● GOAL:
Filter the records below down to the lines containing the string "window", and copy each of those lines in full.

----------------

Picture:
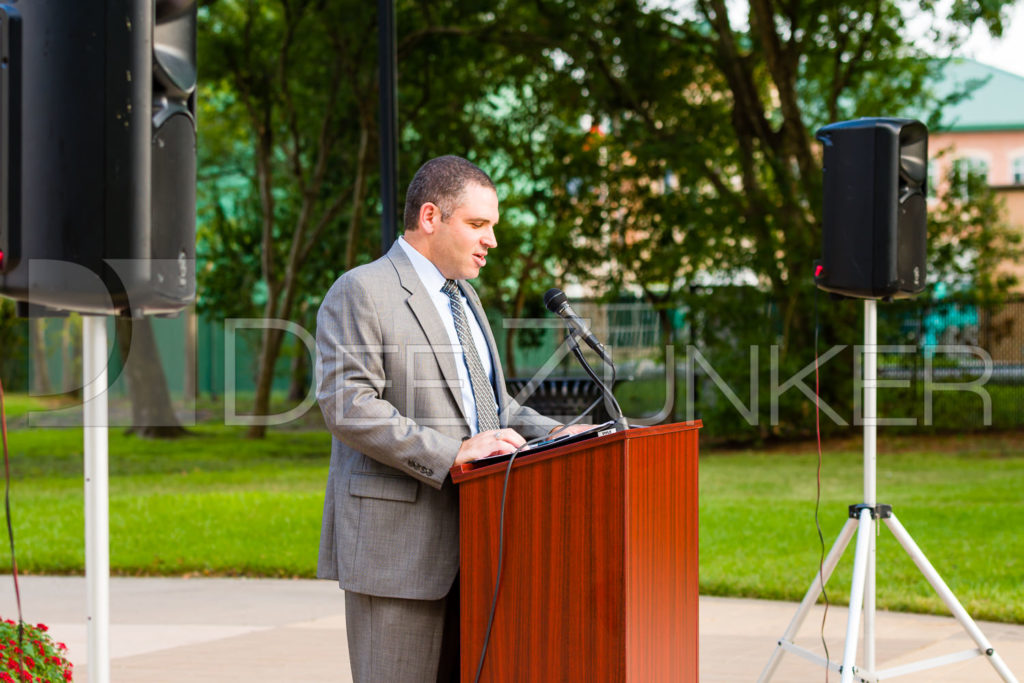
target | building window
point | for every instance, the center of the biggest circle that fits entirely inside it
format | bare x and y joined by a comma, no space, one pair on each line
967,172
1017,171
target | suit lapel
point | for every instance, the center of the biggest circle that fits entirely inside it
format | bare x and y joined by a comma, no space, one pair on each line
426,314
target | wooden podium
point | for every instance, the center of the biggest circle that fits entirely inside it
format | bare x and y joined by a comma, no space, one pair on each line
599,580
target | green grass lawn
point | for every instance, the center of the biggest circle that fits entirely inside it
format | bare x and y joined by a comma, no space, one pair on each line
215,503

----------------

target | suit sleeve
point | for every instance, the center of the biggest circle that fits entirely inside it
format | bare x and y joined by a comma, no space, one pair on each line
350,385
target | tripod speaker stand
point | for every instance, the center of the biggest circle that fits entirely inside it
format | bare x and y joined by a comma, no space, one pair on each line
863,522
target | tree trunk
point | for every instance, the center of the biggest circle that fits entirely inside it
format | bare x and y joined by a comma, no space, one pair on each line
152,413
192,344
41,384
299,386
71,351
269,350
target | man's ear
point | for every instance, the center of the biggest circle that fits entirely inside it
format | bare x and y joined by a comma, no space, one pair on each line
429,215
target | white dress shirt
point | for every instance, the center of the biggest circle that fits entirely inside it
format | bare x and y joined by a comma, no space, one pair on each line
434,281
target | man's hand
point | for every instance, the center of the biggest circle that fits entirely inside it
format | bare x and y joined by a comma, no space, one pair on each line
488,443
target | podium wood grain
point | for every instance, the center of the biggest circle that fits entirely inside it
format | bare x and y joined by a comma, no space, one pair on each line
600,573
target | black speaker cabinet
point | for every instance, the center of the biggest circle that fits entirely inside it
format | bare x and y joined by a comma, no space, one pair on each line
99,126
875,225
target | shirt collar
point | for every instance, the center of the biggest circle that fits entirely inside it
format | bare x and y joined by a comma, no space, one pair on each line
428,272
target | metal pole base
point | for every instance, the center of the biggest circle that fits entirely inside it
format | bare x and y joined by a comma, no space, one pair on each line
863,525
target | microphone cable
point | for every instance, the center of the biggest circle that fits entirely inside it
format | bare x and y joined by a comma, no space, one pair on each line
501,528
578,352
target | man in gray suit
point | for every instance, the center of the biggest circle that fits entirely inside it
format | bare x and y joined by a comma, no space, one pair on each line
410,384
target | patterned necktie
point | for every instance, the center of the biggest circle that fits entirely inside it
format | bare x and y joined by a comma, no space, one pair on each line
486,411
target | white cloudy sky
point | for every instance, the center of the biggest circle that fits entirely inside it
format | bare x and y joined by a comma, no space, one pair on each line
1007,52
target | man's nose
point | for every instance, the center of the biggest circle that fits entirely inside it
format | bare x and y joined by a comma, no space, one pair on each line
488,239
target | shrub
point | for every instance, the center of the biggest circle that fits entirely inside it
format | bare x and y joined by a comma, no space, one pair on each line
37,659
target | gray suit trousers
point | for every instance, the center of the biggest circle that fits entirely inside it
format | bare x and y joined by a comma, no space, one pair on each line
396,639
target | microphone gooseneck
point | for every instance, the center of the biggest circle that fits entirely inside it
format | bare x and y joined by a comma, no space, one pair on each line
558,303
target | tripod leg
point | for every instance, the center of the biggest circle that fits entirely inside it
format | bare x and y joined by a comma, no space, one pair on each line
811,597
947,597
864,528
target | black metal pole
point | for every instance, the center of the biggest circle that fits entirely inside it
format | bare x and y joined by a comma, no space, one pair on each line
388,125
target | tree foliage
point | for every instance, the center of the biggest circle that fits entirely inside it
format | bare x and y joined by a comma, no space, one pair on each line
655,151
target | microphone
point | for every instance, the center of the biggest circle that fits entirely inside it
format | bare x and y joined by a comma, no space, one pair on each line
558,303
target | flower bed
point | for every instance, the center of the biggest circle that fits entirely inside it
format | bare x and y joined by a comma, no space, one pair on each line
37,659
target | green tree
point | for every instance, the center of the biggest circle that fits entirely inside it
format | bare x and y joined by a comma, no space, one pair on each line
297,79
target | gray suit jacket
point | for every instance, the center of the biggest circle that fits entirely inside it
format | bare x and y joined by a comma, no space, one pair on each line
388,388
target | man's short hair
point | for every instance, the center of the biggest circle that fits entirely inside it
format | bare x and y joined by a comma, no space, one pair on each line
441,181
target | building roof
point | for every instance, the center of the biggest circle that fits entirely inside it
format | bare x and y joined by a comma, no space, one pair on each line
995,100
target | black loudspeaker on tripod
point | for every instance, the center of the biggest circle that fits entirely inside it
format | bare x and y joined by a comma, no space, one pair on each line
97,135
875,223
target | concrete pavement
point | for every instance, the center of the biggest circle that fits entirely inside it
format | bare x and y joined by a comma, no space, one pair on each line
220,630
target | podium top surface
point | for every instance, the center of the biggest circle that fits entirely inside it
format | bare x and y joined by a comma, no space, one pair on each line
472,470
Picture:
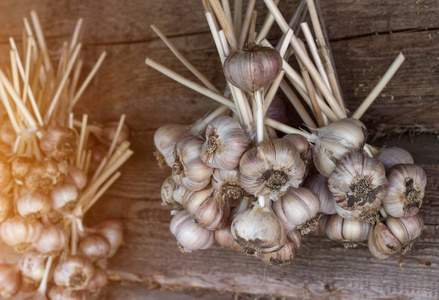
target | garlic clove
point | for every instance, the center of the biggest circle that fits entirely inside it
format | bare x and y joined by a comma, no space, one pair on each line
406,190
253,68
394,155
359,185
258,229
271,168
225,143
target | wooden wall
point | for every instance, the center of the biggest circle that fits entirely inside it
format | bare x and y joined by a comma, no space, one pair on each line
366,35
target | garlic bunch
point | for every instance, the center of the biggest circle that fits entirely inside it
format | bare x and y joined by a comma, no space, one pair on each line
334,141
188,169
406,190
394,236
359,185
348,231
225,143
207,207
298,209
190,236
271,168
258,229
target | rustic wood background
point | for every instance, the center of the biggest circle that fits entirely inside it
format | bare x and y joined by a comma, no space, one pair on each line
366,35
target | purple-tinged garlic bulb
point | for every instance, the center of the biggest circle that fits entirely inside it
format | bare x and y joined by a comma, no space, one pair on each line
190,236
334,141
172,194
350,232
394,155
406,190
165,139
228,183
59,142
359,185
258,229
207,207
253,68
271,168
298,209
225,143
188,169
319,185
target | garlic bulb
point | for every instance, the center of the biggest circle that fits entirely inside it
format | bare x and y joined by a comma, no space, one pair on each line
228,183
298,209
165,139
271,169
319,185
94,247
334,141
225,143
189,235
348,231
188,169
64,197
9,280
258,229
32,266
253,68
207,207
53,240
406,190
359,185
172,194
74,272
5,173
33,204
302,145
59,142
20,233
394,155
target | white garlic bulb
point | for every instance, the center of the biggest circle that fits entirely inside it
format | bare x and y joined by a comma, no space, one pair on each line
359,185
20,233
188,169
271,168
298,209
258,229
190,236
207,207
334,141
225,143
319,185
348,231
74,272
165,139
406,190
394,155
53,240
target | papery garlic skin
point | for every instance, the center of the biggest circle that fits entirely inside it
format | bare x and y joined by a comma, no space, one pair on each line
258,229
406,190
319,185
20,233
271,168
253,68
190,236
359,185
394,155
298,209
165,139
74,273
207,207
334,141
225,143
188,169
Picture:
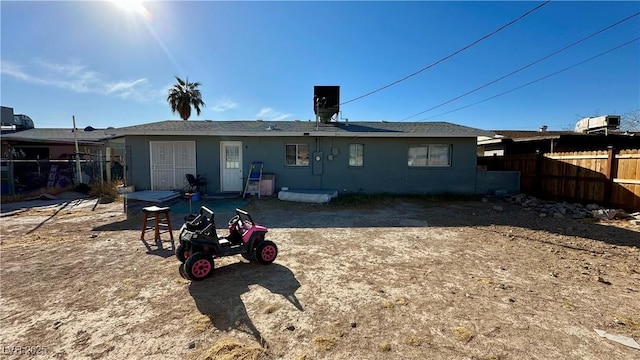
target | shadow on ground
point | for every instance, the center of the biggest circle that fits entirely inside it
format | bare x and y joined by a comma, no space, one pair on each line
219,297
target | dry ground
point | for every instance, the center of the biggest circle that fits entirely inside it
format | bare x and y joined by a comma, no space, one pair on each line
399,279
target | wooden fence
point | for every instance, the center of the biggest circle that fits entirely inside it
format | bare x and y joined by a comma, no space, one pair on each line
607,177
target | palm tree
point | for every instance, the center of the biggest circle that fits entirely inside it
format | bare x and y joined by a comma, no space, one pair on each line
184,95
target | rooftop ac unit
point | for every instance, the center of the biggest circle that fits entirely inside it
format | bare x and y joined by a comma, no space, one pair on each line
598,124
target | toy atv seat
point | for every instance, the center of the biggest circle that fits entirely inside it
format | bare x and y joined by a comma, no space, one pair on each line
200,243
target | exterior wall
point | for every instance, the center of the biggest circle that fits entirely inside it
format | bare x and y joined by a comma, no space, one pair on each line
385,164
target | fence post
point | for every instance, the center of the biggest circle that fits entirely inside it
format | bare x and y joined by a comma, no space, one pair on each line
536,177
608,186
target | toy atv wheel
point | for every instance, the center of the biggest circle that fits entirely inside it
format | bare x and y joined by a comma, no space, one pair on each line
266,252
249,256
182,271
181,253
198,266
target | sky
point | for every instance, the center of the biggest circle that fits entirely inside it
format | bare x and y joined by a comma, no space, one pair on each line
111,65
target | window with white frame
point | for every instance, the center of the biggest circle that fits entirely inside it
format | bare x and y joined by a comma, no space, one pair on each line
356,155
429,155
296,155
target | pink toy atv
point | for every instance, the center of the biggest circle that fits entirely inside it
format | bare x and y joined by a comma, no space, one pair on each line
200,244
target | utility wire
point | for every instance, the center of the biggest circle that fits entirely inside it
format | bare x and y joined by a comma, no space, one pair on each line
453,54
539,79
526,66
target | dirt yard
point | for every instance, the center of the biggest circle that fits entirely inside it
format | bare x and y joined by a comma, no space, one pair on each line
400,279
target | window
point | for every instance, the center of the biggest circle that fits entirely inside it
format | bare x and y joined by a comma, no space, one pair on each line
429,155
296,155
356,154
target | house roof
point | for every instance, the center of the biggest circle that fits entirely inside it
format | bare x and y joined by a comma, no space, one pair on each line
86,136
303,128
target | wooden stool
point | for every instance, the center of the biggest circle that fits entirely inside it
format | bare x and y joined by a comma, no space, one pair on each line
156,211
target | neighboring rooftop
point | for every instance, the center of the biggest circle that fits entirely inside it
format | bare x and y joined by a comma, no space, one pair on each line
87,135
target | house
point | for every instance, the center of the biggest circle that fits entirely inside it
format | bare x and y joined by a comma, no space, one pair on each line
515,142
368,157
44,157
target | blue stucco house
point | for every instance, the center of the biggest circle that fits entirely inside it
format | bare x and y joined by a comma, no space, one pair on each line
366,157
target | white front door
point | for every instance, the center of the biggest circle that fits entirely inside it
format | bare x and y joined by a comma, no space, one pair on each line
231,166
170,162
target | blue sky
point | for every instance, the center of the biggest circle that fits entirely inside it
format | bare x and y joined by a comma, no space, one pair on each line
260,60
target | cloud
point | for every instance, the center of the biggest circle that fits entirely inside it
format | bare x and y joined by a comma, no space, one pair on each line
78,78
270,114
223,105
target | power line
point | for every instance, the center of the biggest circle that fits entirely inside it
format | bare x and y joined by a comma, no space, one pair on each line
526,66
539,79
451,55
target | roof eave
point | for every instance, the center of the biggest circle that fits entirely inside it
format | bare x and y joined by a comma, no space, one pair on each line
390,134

----------------

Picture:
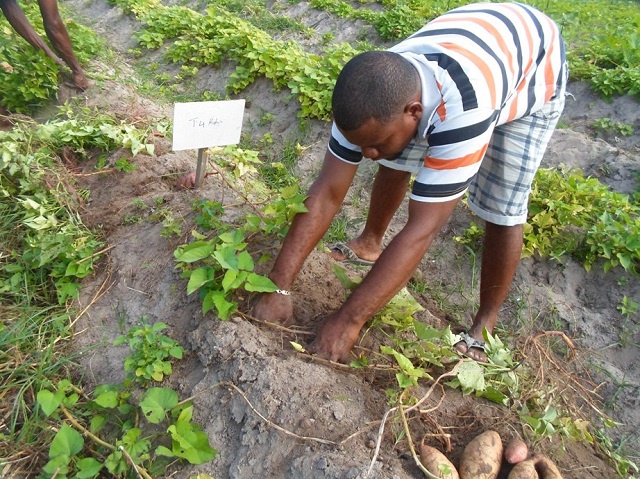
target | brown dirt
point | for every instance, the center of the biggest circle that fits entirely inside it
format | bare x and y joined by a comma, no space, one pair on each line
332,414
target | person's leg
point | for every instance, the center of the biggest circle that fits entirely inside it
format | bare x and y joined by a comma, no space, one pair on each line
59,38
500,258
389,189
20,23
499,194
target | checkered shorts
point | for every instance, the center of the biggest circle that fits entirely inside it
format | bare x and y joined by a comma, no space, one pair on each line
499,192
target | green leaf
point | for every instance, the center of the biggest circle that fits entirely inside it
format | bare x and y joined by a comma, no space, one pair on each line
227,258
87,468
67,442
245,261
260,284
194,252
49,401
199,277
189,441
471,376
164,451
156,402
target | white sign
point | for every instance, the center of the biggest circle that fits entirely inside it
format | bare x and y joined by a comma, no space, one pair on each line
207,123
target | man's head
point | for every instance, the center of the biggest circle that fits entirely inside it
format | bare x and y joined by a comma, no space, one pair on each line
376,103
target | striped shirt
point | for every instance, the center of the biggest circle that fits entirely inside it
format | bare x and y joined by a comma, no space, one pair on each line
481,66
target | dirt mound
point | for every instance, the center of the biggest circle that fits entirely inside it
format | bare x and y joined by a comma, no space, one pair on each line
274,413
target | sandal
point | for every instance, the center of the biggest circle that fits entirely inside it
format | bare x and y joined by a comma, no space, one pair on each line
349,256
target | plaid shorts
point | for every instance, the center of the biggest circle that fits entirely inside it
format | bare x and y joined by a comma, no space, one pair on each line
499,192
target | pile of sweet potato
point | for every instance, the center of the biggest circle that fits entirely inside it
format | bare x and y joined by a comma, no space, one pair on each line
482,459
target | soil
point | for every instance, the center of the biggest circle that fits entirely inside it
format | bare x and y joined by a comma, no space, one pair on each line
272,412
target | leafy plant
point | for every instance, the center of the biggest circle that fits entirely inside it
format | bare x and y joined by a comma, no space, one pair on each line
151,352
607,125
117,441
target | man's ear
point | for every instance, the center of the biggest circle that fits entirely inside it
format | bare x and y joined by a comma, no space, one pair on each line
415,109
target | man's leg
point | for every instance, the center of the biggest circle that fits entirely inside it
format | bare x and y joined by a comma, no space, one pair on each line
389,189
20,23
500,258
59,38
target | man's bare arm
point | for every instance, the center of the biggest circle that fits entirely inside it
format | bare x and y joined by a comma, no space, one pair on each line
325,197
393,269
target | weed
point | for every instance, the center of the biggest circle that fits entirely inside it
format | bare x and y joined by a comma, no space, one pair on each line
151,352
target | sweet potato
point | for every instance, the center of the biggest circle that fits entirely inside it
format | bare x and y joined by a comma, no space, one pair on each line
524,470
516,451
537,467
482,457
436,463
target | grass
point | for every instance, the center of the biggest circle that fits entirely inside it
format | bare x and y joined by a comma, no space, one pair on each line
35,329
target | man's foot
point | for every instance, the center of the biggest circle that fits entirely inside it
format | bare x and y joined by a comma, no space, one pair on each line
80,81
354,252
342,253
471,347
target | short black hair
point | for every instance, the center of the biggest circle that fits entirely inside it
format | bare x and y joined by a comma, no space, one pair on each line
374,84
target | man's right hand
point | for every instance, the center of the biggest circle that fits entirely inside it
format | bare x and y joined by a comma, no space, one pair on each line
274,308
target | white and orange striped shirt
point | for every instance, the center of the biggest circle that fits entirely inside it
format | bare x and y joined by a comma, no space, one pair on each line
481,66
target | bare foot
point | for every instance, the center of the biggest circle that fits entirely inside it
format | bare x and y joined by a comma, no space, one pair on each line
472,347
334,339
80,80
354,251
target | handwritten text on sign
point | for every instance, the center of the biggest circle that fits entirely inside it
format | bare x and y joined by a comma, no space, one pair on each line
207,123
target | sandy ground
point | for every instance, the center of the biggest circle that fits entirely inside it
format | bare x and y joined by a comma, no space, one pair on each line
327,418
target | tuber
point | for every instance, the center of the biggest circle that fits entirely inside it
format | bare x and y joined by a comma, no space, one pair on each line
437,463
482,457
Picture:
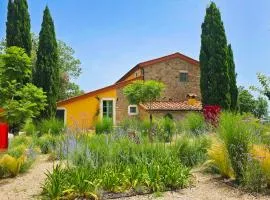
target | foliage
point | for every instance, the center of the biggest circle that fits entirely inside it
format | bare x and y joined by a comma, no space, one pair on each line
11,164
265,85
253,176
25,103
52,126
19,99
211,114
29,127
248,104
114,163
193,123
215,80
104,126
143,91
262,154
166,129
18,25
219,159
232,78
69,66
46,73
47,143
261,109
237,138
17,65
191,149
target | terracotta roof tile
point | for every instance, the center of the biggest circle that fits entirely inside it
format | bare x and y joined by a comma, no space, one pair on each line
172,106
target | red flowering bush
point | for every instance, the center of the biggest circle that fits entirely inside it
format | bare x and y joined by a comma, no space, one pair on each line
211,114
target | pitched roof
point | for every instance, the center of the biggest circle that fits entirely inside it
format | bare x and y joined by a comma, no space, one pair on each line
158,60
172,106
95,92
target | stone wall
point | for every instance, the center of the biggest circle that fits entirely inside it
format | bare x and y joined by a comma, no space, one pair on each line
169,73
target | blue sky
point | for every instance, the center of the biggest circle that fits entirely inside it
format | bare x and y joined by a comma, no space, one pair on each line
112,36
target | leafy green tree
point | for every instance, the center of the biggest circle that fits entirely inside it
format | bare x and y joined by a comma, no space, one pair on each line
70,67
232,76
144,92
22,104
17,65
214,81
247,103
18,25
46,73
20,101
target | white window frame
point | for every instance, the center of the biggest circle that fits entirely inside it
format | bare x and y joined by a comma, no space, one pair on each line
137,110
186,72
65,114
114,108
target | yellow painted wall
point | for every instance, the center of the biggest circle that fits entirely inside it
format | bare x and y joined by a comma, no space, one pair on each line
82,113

----------------

● THE ANSWER:
target | building window
target | window with white frame
target | window
target | white window frame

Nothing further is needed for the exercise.